━━ DATASET RECORDS ━━

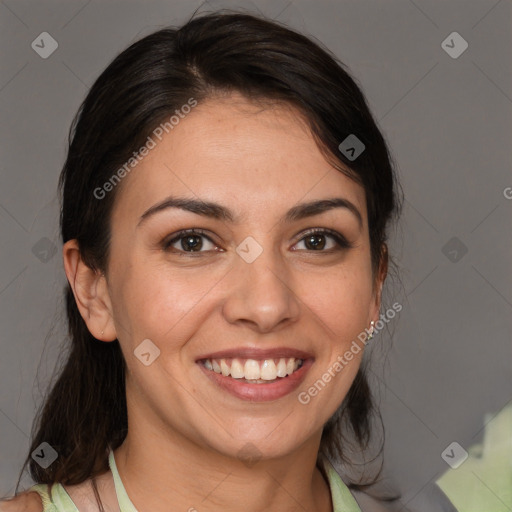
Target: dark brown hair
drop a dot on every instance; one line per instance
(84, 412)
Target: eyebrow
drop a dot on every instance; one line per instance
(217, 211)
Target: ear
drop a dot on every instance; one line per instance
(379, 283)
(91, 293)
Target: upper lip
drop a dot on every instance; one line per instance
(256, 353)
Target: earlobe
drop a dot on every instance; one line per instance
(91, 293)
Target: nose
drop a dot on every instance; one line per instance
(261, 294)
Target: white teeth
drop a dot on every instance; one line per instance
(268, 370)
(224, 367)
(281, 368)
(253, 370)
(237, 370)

━━━
━━ DATASET RECORDS ━━

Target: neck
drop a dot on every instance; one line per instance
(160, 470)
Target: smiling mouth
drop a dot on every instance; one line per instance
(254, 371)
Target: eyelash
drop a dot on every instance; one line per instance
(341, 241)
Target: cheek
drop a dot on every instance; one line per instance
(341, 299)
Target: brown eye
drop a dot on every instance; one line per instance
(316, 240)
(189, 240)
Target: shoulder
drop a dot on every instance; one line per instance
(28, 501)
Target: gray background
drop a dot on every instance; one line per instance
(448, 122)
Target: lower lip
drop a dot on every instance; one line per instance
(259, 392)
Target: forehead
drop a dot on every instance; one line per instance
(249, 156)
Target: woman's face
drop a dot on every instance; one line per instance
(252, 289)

━━━

## EXERCISE OBJECTIVE:
Check each line of the records above for the word "brown" and report how many lines have it, as a number only.

## WRITTEN RESPONSE:
2